■ **List of tasks**
**A.** Using the comment thread on Erlang and shared memory, decide whether each statement agrees with it: (i) one commenter says ETS entries are copied when they are inserted as binaries; (ii) Tim Bates says the process dictionary is limited to a single process; (iii) orbitz says Erlang has shared mutable memory. Answer yes or no for each and quote the words from the comment thread that decide it.
**B.** In the comment thread on Erlang and shared memory, what does Tim Bates say the process dictionary represents to a newcomer to Erlang?

May 13, 2008 5:28 AM  
Anonymous alisdair sullivan said...

ETS entries aren't copied when they're inserted as binaries, as binaries are also shared memory allocated outside of process memory space.

May 13, 2008 7:13 AM  
Anonymous Toby DiPasquale said...

What about the process dictionary? That's the *real* shared memory in Erlang vis a vis what imperative programmers expect going in, IMHO.

May 13, 2008 9:38 AM  
Anonymous Tim Bates said...

No, the process dictionary represents mutable state (to a newcomer to Erlang), not shared memory - since it is constrained to a single process (the opposite of "shared"). And even the process dictionary could be implemented using Erlang's process model. ETS and the process dictionary are just optimizations, with their own performance implications and caveats, but they don't break Erlang's no-shared-memory model.

May 13, 2008 11:43 AM  
Anonymous orbitz said...

Hrm, I think this post is kind of cheap. Erlang does not have shared mutable memory, it does however have the ability to write modules with the same semantics as shared mutable memory. Heck, it's a programming language, no surprise there. This is a property of a module though, not the language. Perhaps a more accurate title: Erlang does not have shared mutable memory, but you can simulate it if you want.

Detection examples

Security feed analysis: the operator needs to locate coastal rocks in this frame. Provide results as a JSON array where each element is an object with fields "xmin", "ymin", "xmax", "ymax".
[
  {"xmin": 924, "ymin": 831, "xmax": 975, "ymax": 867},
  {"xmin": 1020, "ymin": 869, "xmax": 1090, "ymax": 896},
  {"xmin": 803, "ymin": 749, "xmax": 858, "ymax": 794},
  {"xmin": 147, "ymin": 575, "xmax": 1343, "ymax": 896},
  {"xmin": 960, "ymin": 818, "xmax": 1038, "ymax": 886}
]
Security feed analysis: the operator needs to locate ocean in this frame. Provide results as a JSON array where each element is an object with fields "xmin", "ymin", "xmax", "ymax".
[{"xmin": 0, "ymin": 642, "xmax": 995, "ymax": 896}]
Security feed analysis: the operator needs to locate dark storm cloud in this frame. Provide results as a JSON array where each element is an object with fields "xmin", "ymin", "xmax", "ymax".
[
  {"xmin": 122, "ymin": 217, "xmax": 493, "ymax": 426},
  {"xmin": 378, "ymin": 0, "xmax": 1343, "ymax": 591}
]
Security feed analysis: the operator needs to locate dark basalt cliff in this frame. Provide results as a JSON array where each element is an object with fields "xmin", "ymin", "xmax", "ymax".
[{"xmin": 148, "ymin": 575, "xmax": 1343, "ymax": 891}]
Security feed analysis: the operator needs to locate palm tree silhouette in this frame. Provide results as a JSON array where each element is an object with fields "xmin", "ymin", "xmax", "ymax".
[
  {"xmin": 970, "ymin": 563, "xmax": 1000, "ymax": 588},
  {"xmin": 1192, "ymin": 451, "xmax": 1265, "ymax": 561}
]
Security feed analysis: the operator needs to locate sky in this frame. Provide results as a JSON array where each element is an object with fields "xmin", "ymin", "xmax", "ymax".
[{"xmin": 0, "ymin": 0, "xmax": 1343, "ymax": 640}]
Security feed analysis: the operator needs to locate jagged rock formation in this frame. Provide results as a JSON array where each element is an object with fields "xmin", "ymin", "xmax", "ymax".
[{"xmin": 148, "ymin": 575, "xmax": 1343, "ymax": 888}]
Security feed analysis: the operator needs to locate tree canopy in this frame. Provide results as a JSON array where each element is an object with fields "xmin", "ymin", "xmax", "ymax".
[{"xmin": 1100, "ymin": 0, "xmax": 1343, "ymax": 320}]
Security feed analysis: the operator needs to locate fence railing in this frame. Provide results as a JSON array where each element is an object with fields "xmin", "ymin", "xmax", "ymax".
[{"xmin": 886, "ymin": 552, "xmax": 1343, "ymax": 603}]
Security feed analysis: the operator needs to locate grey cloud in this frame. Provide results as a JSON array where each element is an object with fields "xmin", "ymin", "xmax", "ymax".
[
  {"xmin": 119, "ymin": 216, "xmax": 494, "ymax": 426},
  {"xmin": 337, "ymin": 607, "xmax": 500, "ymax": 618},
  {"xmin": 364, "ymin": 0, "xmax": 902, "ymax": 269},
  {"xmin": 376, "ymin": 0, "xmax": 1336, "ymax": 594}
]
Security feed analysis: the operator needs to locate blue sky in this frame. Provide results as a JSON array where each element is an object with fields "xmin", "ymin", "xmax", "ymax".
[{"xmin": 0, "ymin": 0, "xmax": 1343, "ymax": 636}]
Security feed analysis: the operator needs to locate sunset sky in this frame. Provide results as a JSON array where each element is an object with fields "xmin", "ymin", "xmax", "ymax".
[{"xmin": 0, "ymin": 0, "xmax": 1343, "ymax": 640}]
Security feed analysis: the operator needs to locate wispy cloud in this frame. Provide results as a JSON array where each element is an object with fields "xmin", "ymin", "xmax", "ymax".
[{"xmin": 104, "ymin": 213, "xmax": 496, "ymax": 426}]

■ **Expected results**
**A.**
(i) No: "ETS entries aren't copied when they're inserted as binaries"
(ii) Yes: "since it is constrained to a single process"
(iii) No: "Erlang does not have shared mutable memory"

**B.** Mutable state, not shared memory.